-- MATERIAL SHOWN start --
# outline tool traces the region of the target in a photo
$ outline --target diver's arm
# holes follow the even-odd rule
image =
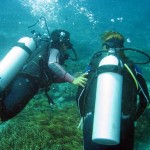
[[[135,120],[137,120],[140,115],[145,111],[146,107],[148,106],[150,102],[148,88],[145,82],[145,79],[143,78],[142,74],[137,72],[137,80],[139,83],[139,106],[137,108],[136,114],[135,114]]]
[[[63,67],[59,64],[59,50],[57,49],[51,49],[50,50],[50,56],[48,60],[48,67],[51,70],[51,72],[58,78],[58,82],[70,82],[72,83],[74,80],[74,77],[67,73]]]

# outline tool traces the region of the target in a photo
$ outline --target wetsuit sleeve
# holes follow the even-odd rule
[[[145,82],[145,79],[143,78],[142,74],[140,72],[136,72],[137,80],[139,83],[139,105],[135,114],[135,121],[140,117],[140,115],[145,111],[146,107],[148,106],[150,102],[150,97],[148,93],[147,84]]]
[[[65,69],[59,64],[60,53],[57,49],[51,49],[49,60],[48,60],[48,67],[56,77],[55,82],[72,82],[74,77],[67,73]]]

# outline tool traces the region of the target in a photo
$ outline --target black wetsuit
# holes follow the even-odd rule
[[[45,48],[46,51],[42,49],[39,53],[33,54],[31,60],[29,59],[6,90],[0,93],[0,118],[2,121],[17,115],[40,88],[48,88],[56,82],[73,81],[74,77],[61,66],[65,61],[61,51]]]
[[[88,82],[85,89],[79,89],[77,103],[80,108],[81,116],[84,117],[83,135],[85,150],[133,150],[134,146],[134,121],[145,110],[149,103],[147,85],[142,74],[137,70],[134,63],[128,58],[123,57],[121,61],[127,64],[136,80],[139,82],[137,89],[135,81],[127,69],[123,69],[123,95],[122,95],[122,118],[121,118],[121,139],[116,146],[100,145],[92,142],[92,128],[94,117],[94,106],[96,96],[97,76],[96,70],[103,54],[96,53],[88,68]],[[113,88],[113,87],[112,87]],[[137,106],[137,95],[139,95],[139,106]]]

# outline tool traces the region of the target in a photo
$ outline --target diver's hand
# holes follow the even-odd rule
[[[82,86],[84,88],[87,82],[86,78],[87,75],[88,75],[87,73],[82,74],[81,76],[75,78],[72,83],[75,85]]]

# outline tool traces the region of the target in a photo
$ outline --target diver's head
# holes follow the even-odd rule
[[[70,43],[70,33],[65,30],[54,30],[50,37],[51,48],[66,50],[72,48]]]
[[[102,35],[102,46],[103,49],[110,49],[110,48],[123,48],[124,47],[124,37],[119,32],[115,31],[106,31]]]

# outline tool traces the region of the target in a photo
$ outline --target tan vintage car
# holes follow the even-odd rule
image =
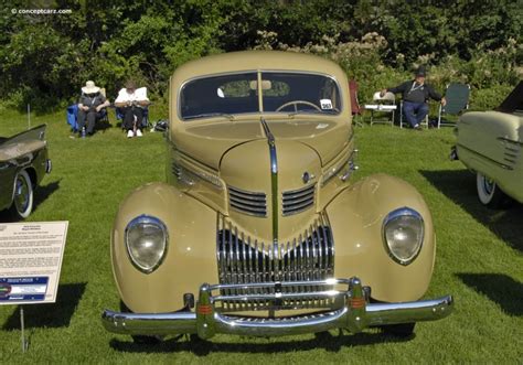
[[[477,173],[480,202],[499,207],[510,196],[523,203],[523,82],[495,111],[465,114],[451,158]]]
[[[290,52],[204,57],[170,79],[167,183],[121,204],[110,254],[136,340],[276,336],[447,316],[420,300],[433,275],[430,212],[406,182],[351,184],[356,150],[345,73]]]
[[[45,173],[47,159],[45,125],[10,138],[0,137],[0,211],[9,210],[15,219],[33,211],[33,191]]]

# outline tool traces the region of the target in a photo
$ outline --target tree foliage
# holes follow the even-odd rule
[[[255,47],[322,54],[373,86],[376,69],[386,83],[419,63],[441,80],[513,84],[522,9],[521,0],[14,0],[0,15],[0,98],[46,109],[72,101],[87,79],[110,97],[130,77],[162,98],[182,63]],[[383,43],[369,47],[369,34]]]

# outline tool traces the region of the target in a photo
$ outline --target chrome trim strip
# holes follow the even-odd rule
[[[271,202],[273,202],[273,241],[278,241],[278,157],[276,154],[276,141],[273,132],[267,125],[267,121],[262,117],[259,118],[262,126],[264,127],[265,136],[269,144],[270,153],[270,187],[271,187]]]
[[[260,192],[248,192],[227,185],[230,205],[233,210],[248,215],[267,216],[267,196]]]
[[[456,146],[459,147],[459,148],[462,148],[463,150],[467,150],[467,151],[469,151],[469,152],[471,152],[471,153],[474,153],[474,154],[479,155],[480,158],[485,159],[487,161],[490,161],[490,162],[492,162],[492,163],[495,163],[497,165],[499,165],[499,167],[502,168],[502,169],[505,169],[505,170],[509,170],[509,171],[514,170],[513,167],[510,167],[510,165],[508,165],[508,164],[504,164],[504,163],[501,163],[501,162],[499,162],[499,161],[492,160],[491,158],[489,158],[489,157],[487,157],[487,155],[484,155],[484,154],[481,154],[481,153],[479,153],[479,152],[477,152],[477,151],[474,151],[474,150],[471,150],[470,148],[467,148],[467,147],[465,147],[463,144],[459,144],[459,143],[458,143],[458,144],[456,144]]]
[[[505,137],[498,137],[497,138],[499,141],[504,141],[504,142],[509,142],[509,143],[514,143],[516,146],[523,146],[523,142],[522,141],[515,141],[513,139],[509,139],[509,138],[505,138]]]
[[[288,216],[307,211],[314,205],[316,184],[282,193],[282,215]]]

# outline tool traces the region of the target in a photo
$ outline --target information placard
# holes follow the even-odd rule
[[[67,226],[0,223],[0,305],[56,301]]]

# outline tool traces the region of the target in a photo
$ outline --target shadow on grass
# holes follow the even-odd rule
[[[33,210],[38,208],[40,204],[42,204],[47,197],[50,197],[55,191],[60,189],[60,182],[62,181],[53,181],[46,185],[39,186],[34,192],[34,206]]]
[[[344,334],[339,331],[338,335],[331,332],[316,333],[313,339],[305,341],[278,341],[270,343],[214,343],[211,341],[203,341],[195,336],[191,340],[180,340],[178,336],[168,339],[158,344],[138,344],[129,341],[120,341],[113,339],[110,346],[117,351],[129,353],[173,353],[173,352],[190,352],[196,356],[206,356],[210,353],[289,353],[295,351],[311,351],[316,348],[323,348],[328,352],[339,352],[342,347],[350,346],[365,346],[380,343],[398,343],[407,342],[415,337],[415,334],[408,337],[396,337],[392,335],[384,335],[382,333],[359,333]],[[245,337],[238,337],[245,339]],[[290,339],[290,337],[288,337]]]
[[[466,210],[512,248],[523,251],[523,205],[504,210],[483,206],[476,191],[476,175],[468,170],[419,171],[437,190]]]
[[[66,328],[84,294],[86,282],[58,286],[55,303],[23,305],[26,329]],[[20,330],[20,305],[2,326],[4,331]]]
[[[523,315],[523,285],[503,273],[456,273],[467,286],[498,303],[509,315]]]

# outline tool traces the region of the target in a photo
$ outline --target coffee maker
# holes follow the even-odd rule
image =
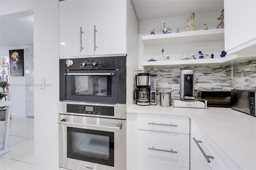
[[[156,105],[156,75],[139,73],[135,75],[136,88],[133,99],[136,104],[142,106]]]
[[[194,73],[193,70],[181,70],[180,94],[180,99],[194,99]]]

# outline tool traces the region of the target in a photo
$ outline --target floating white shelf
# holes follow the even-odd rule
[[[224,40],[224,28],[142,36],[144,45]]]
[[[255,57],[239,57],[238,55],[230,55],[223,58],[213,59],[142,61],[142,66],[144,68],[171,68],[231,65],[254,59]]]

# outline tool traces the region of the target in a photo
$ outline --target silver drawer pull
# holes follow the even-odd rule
-- MATERIAL SHOWN end --
* _YOUR OBJECTIVE_:
Please count how many lines in the material above contain the string "diver", and give only that number.

* _SOLUTION BELOW_:
3